§ Records excerpted from a collection:
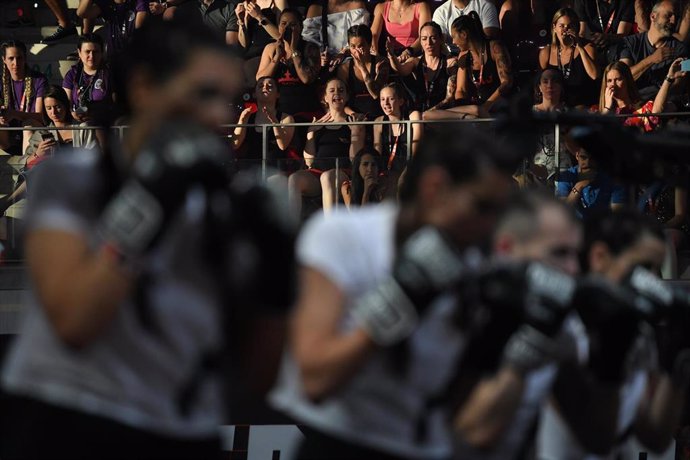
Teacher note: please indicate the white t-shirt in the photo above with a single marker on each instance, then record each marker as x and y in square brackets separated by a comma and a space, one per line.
[378, 408]
[134, 372]
[536, 390]
[447, 13]
[338, 23]
[556, 441]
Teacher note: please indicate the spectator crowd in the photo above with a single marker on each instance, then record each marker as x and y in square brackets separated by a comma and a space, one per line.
[363, 373]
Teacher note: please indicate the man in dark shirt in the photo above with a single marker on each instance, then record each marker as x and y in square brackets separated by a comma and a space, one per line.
[649, 54]
[606, 22]
[218, 15]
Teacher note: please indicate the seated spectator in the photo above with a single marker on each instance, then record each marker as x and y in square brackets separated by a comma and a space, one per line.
[401, 22]
[328, 151]
[549, 92]
[365, 74]
[218, 15]
[89, 81]
[484, 76]
[427, 77]
[258, 21]
[649, 54]
[367, 185]
[666, 200]
[605, 22]
[324, 27]
[683, 30]
[21, 95]
[450, 10]
[391, 139]
[591, 191]
[278, 138]
[294, 63]
[619, 95]
[41, 144]
[523, 30]
[121, 18]
[573, 57]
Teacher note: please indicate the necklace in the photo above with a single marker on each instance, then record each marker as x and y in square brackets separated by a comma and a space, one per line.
[565, 69]
[480, 79]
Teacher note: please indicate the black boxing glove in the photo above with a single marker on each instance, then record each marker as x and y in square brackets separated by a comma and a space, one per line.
[548, 301]
[611, 314]
[178, 156]
[523, 308]
[261, 233]
[426, 265]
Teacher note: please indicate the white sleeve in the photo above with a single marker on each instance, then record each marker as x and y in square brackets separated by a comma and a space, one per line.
[439, 18]
[488, 14]
[311, 31]
[324, 245]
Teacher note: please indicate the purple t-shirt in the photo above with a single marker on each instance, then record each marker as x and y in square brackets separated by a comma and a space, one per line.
[119, 19]
[87, 88]
[39, 83]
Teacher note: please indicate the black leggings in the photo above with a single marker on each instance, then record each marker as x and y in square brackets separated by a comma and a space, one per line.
[30, 429]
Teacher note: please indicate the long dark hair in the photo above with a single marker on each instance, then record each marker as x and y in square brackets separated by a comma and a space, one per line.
[59, 94]
[6, 78]
[357, 179]
[472, 24]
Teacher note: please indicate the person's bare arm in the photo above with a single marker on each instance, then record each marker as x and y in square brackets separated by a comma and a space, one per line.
[588, 55]
[269, 60]
[139, 19]
[79, 289]
[326, 357]
[417, 131]
[544, 56]
[659, 55]
[490, 408]
[284, 134]
[658, 417]
[376, 27]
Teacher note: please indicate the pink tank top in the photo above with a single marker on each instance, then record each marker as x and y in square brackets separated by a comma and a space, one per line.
[403, 35]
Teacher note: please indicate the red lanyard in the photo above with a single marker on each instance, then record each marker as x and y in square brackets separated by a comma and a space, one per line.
[393, 150]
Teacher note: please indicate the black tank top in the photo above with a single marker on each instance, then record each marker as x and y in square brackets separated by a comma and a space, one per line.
[331, 144]
[295, 96]
[430, 89]
[257, 36]
[483, 82]
[360, 100]
[253, 142]
[579, 88]
[397, 145]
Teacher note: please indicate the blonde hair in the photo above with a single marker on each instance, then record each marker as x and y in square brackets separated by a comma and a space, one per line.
[630, 86]
[569, 12]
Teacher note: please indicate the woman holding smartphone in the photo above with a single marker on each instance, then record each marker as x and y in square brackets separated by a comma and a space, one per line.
[294, 64]
[45, 142]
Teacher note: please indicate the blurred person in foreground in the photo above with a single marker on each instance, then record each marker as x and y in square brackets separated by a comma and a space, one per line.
[511, 383]
[136, 303]
[368, 345]
[636, 376]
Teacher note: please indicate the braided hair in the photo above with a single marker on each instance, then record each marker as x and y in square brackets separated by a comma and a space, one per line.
[7, 91]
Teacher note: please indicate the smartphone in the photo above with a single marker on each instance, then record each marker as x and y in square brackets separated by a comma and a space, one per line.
[685, 65]
[287, 35]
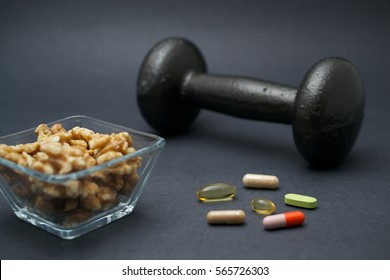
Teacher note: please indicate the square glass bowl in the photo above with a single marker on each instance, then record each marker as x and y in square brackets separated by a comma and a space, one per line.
[57, 204]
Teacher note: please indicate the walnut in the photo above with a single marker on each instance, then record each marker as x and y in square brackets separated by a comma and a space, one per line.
[58, 151]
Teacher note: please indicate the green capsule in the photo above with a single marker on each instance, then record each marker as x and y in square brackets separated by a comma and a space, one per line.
[216, 192]
[263, 206]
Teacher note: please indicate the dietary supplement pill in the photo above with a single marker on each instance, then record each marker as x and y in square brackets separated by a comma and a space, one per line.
[288, 219]
[299, 200]
[216, 192]
[227, 217]
[260, 181]
[263, 206]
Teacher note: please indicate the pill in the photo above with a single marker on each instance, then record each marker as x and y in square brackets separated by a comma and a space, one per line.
[228, 217]
[299, 200]
[263, 206]
[216, 192]
[260, 181]
[288, 219]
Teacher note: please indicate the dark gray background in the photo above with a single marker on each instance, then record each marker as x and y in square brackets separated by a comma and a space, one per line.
[61, 58]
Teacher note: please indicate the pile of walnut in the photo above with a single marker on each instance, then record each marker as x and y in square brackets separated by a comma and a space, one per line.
[58, 151]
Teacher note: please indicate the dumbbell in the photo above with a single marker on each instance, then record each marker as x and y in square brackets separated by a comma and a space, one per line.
[326, 111]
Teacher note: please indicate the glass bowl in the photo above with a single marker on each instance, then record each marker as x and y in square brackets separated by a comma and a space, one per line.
[54, 203]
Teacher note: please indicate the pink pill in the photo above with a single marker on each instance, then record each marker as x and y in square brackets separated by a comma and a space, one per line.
[288, 219]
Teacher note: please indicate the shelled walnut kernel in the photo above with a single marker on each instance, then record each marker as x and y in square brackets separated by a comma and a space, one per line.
[58, 151]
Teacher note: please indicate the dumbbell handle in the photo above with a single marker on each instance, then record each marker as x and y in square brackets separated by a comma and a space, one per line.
[241, 97]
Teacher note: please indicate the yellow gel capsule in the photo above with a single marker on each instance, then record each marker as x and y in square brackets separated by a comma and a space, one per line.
[263, 206]
[216, 192]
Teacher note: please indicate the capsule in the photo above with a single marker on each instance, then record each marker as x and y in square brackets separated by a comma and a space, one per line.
[259, 181]
[299, 200]
[227, 217]
[263, 206]
[287, 219]
[216, 192]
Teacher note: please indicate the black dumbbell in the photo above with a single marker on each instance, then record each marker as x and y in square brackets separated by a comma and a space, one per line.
[326, 111]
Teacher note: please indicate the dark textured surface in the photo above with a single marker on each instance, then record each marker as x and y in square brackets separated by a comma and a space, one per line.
[60, 58]
[326, 111]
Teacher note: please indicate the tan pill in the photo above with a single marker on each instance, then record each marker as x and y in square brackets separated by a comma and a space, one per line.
[228, 217]
[260, 181]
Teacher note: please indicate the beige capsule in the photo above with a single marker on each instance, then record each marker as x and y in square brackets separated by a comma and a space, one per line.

§ Exercise directions: An exact repetition of all the records above is required, excluding the pictures.

§ Answer space:
Teacher note: please indicate the white t-shirt in the photo above with a single marker on each instance, then record each marker as x and y in square brackets separated by a comma and a space, one per line.
[378, 408]
[134, 372]
[536, 390]
[447, 13]
[338, 23]
[556, 441]
Teacher note: please indicate the spectator crowd in the photo above with a single marker on each instance, then record each marker as x and y in square brackets separated by a comma and a space, one per line.
[363, 373]
Teacher note: please indicate the man in dark shirt in the photo above with a single marker on each instance, then record each marker as x and y in square brackets separated by a comma and a space, one per line.
[649, 54]
[606, 22]
[218, 15]
Teacher note: please indicate the seated spectator in the photo above with a single marker on each instance, then record each marker as x and y in square brackets separated by a comma and a space, one per line.
[401, 22]
[328, 151]
[549, 92]
[365, 74]
[218, 15]
[89, 81]
[484, 76]
[427, 77]
[258, 21]
[649, 54]
[367, 185]
[666, 200]
[605, 22]
[324, 27]
[683, 30]
[21, 95]
[450, 10]
[391, 139]
[591, 191]
[278, 138]
[294, 63]
[619, 95]
[41, 144]
[523, 30]
[121, 18]
[573, 57]
Teacher note: please indicate the necklace in the photo above with a single marker on each instance, then record each marker as x and y in square brackets separated by a comma and a space, one per line.
[565, 69]
[480, 79]
Teacher note: please indicate the black boxing glove in the photo above with a single marker on each instance, then record each marker as x and y in square brackets separated by a comma and a space, one per line.
[548, 301]
[611, 314]
[178, 156]
[523, 308]
[261, 233]
[426, 265]
Teacher note: please indicate the white sleeve in the photo above with a single marker on each instance, then record each marker as x and y in square brackets separated by a comma and a space, one per line.
[439, 18]
[488, 14]
[311, 31]
[324, 245]
Teacher note: please indicate the purple t-shirt in the photo above with a single marker on each instance, then record each marker as x and y in square brackets separated by a comma and a space, one per line.
[119, 19]
[87, 88]
[39, 83]
Teacher note: please indicate the black leggings in the photo above with a single marker on each instance, then record each marker as x and y in square brackets separated by a comma and a space, one per line.
[30, 429]
Teacher note: please indicate the long dark hair in the photo above with a single marker on each instance, then record each marker as x and y in square brackets separated by a comma and a space, one per line.
[59, 94]
[6, 78]
[357, 179]
[472, 24]
Teacher note: please indicate the person's bare arm in the photo above with a single marker on each instance, then record each marker as x and y in square brackets separated by a comma and a space, one per line.
[588, 55]
[269, 60]
[139, 19]
[79, 289]
[326, 357]
[417, 131]
[544, 56]
[659, 55]
[490, 408]
[284, 134]
[658, 417]
[376, 27]
Teacher note: please indicate the pink tank top in the photo above with a single marker on each instance, then record each marker as x and y in square brackets separated by a comma and a space, one per line.
[403, 35]
Teacher note: please indicate the red lanyard in the photo above with a single marker on each instance, then record each marker as x and y in square brackets separated by a comma and a space, one per line.
[393, 150]
Teacher note: please indicate the black tank top in the photo above with a single marker on each instance, then record each marker as x and y in square brackets separated by a comma and a space, one per line.
[331, 144]
[295, 96]
[430, 89]
[257, 36]
[483, 82]
[360, 100]
[253, 142]
[579, 88]
[397, 145]
Teacher note: please indicate the blonde hair in the photo above with a single marker on each instance, then record each marker as x and y in square brackets separated by a comma and a space, one per line.
[630, 86]
[569, 12]
Teacher note: please indicate the woman holding smartphone in the photo above with a single marker on each instance, then record each marker as x and y in square brackets separated by a comma and a space, one per line.
[294, 64]
[45, 142]
Teacher note: please indicate the blurred person in foreground in the photo above with a single marker on each instance, then record each marker as x and y in square brackets separated by a comma and a space, one per line.
[511, 383]
[136, 303]
[368, 345]
[636, 376]
Teacher note: please indicate the braided hair in the photo above with a single marker on each instance, then record each marker as x and y in square brackets separated by a comma and a space, one per line.
[7, 91]
Teacher note: please indicate the smartphone in the photo above with a single marker on each instance, then record each marker as x and y in square brackets separated by a comma and a space, one per line.
[685, 65]
[287, 35]
Teacher note: please indicate the square glass bowl in the photo above with a single marker on each instance, then record each marker as x and y in square brackets separated by a comma and a space, one per line.
[57, 204]
Teacher note: please indicate the walnut in the photo above with a single marker on each instance, then record each marker as x and y in square brackets separated by a comma and a space, one per line.
[58, 151]
Teacher note: please indicate the green capsule in the photo above with a single marker on each instance, then record each marker as x and y in square brackets separated by a comma and a space, one per line.
[216, 192]
[263, 206]
Teacher note: please indicate the dietary supplement pill in the photo above with a single marker on each instance, then record each marker as x and y in square brackets separated by a comma and a space, one per line.
[288, 219]
[299, 200]
[216, 192]
[227, 217]
[260, 181]
[263, 206]
Teacher note: please indicate the pill in the photo above with a single marker on each instance, then record each marker as x and y in square brackets separated by a comma and a space, one per line.
[228, 217]
[299, 200]
[263, 206]
[216, 192]
[260, 181]
[288, 219]
Teacher note: please indicate the dark gray background in the photo above with a single marker on each instance, then record each marker as x and y in square brackets separated by a comma and a space, one per line.
[61, 58]
Teacher note: please indicate the pile of walnut in the photo above with a single marker on each instance, then record each marker as x and y in square brackets separated by a comma and a space, one per line.
[58, 151]
Teacher note: please indicate the dumbbell in the photo above with a single marker on each instance, then record each marker as x and y in square brackets separated by a comma and a space, one per line.
[326, 111]
Teacher note: please indicate the glass bowl in the photo above with a single marker on each instance, then record each marker as x and y in square brackets separated by a comma and a space, one per line.
[54, 203]
Teacher note: please indicate the pink pill in the photo above with a single marker on each instance, then record each marker as x and y in square brackets separated by a comma and a space, one per line.
[288, 219]
Teacher note: please indicate the shelled walnut kernel in the photo above with a single marker on each instance, then record each marker as x and y in square brackets separated by a comma and a space, one per line.
[58, 151]
Teacher note: please indicate the dumbbell handle in the photo above with a single marker on each instance, then record each marker as x and y in square brackets separated by a comma and a space, one per line.
[241, 97]
Teacher note: please indicate the yellow gel capsule in the photo above with a single marker on each instance, then record each marker as x and y in square brackets separated by a comma and a space, one per line.
[263, 206]
[216, 192]
Teacher note: please indicate the capsule in the photo above with a single marker on each instance, then record each marker as x and y in square brackets separated by a comma and a space, one per line.
[259, 181]
[299, 200]
[227, 217]
[263, 206]
[287, 219]
[216, 192]
Teacher note: please indicate the black dumbbell in the photo above with a single marker on each instance, then record each marker as x and y in square brackets separated by a comma and a space, one per line.
[326, 111]
Teacher note: please indicate the dark textured surface in the photo above with a single marker on each instance, then record each marker as x and y in square brackets separated by a comma and a space, one per line.
[60, 58]
[326, 111]
Teacher note: please indicate the tan pill in the photo above with a single marker on each instance, then record each marker as x and y in square brackets separated by a comma and a space, one per line.
[228, 217]
[260, 181]
Teacher note: please indicate the beige capsule in the photo above with a single marker on each instance, then record each marker as x and y in square brackets separated by a comma and a space, one per line.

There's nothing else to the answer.